§ **What you should do**:
Your output must consist of the records printed verbatim, with the pictures excluded.

§ **Recorded data**:
=== Begin Enclosure ===

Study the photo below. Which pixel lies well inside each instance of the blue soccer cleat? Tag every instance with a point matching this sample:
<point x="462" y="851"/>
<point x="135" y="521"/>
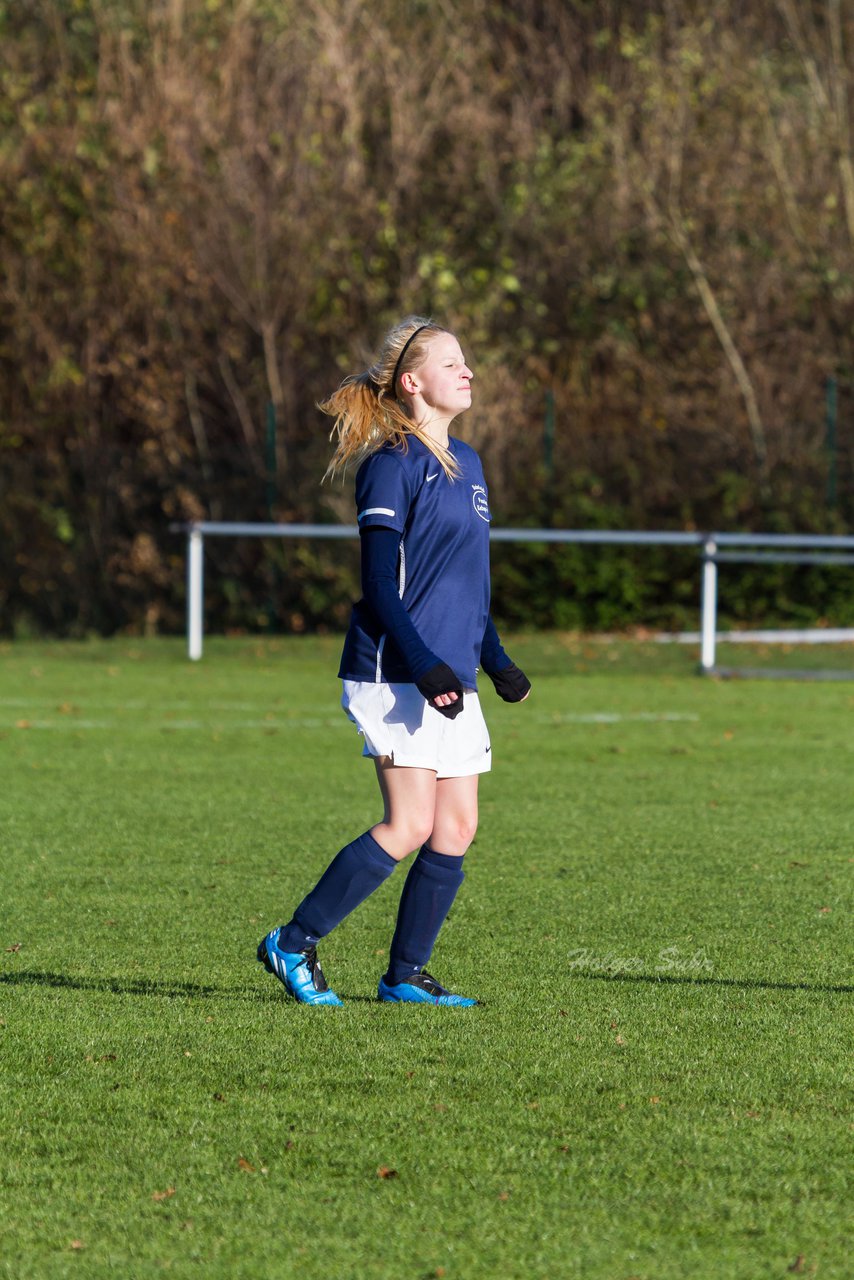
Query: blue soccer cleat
<point x="298" y="970"/>
<point x="421" y="988"/>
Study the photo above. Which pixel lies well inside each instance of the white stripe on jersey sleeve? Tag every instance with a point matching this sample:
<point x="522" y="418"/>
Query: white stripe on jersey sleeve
<point x="375" y="511"/>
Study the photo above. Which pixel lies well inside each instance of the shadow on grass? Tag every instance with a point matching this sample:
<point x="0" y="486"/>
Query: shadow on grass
<point x="688" y="981"/>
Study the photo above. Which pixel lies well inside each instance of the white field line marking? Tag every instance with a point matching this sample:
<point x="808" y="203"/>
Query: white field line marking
<point x="616" y="718"/>
<point x="167" y="726"/>
<point x="136" y="704"/>
<point x="827" y="635"/>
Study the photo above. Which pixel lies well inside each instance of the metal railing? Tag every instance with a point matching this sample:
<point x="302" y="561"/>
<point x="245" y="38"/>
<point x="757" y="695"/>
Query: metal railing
<point x="756" y="549"/>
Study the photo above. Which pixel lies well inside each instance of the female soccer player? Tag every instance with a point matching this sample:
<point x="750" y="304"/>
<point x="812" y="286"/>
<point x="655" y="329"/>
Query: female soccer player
<point x="410" y="659"/>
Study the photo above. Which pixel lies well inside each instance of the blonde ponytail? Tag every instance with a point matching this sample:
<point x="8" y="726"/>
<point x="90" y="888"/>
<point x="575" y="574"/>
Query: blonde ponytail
<point x="365" y="407"/>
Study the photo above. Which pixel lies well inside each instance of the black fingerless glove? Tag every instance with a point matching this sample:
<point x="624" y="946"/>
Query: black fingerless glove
<point x="441" y="680"/>
<point x="511" y="684"/>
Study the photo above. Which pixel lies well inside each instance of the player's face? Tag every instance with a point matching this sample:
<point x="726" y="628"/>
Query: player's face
<point x="443" y="378"/>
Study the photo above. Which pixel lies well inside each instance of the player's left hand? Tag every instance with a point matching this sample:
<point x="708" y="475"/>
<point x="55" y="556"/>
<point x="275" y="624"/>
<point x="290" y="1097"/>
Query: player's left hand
<point x="511" y="684"/>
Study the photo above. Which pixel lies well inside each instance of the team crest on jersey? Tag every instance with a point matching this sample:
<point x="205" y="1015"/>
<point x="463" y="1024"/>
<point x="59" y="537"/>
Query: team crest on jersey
<point x="479" y="501"/>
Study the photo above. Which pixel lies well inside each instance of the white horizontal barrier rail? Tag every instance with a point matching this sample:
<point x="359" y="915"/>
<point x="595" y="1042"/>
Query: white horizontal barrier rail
<point x="766" y="548"/>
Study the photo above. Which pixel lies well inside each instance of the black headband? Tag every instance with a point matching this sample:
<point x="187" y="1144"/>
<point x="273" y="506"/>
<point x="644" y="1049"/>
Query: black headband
<point x="403" y="350"/>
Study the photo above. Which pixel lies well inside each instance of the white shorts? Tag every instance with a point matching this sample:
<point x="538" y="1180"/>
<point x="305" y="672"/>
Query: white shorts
<point x="397" y="721"/>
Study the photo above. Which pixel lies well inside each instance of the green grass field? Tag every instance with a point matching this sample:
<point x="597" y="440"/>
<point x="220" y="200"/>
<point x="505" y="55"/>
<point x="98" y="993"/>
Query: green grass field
<point x="657" y="1083"/>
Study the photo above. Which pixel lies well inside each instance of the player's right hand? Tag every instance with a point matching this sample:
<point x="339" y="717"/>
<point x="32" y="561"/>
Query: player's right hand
<point x="441" y="682"/>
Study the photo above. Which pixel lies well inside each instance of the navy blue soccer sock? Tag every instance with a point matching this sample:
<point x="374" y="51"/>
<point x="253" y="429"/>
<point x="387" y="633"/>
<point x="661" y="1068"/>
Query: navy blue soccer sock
<point x="428" y="894"/>
<point x="351" y="877"/>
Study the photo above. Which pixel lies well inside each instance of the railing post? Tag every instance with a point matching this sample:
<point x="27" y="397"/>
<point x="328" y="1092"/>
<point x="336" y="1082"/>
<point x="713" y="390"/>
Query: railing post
<point x="708" y="606"/>
<point x="195" y="593"/>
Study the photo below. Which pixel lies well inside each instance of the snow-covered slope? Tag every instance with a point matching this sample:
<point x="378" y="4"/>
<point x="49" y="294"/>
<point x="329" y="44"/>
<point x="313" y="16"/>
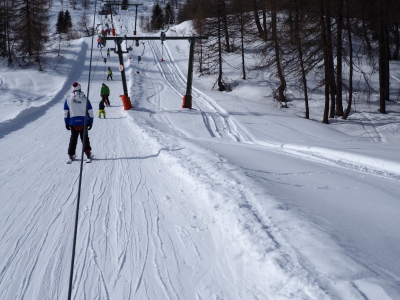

=== End Enclosure ===

§ **Solution to the exercise**:
Study the photo below. Which pixel lies well inside each instance of the blue soccer cleat? Tag every instance with a point matching this sample:
<point x="462" y="851"/>
<point x="135" y="521"/>
Query: blue soccer cleat
<point x="298" y="970"/>
<point x="421" y="988"/>
Study the photo above. Which pixel lies well inside each instance of the white stripe on jersey sleeve? Tag every instance with a point matching this sample:
<point x="522" y="418"/>
Query: white stripe on jersey sleeve
<point x="375" y="511"/>
Study the photo above. Which pixel lies well inside each instance of the shadow on grass? Tag every instance with a point matching this sample:
<point x="0" y="486"/>
Query: shadow on grass
<point x="688" y="981"/>
Study the photo above. Which pixel lies well inside each instance of the white field line marking? Tag every instance with a point matching this sample:
<point x="808" y="203"/>
Query: white field line marking
<point x="616" y="718"/>
<point x="167" y="726"/>
<point x="136" y="704"/>
<point x="827" y="635"/>
Study the photo above. Which pixel lies well inside each instance of the metal railing? Tag every instance with a point matching this sample:
<point x="302" y="561"/>
<point x="245" y="38"/>
<point x="757" y="695"/>
Query: metal railing
<point x="756" y="549"/>
Study the photo above. Which pixel lies well inside each instance of the female soccer player? Tag every instance with a point matching this sample:
<point x="750" y="304"/>
<point x="812" y="286"/>
<point x="655" y="329"/>
Query: female soccer player
<point x="410" y="659"/>
Study the photo above. Which pixel lies well inside each instance of the blonde ponytail? Tag every instance with a point matching this sample:
<point x="8" y="726"/>
<point x="90" y="888"/>
<point x="575" y="574"/>
Query: blonde ponytail
<point x="365" y="407"/>
Study the photo above. Which pixel lies well inside each instance of the black fingerless glove? Tag every instance with a point matching this sample:
<point x="624" y="946"/>
Query: black fingerless glove
<point x="441" y="680"/>
<point x="511" y="684"/>
Study the photo above. Which pixel lies well inside each instance of the player's face? Tag every instance with a point matching this sample:
<point x="726" y="628"/>
Query: player's face
<point x="443" y="378"/>
Study the photo above. Which pixel lies well inside each instance of the player's left hand? Tag every instance with a point matching this sample:
<point x="708" y="475"/>
<point x="55" y="556"/>
<point x="275" y="624"/>
<point x="290" y="1097"/>
Query: player's left hand
<point x="511" y="684"/>
Study the photo above. Which pixel lies well inside each instance of the team crest on jersey? Tag every instance with a point matching this sample:
<point x="205" y="1015"/>
<point x="463" y="1024"/>
<point x="59" y="537"/>
Query: team crest on jersey
<point x="479" y="501"/>
Study the photo above. Which pixel lies well inside each instance of the white horizontal barrier rail? Tag every instance with a point matching this sample:
<point x="359" y="915"/>
<point x="595" y="1042"/>
Query: white horizontal barrier rail
<point x="766" y="548"/>
Study the photo above. Which pixel lies well inside each instance of the black headband? Tag every instance with a point matching this sample:
<point x="187" y="1144"/>
<point x="273" y="506"/>
<point x="644" y="1049"/>
Query: black headband
<point x="403" y="350"/>
Study the photo above. Which pixel lies well inside each instance of the white shorts? Tag every instance with a point matching this sample:
<point x="538" y="1180"/>
<point x="305" y="672"/>
Query: white shorts
<point x="397" y="721"/>
Study the photo above. Which pixel lies well inside each instance of the green grass field? Tag every instance with a point matching this sample:
<point x="597" y="440"/>
<point x="220" y="200"/>
<point x="505" y="55"/>
<point x="98" y="993"/>
Query: green grass field
<point x="657" y="1083"/>
Study the photo above. Which pixel lies well inside each instance of the player's right hand? Tag every instance with a point matching this sample:
<point x="339" y="717"/>
<point x="32" y="561"/>
Query: player's right hand
<point x="441" y="682"/>
Study the photo above. Which pixel lies well inside each instance of the navy blue soccer sock? Tag every instance with a point matching this sample:
<point x="374" y="51"/>
<point x="253" y="429"/>
<point x="387" y="633"/>
<point x="661" y="1068"/>
Query: navy blue soccer sock
<point x="428" y="894"/>
<point x="351" y="877"/>
Study the photo above. Which pixel lies well inside each instance of the railing post? Tag every instance with a point matching this sample:
<point x="27" y="397"/>
<point x="328" y="1092"/>
<point x="336" y="1082"/>
<point x="713" y="390"/>
Query: railing post
<point x="708" y="606"/>
<point x="195" y="593"/>
Study the photo below. Which pixel lies well inside each instance of the snow-covered slope? Tag every instance with a point matching this sample:
<point x="378" y="4"/>
<point x="49" y="294"/>
<point x="329" y="44"/>
<point x="313" y="16"/>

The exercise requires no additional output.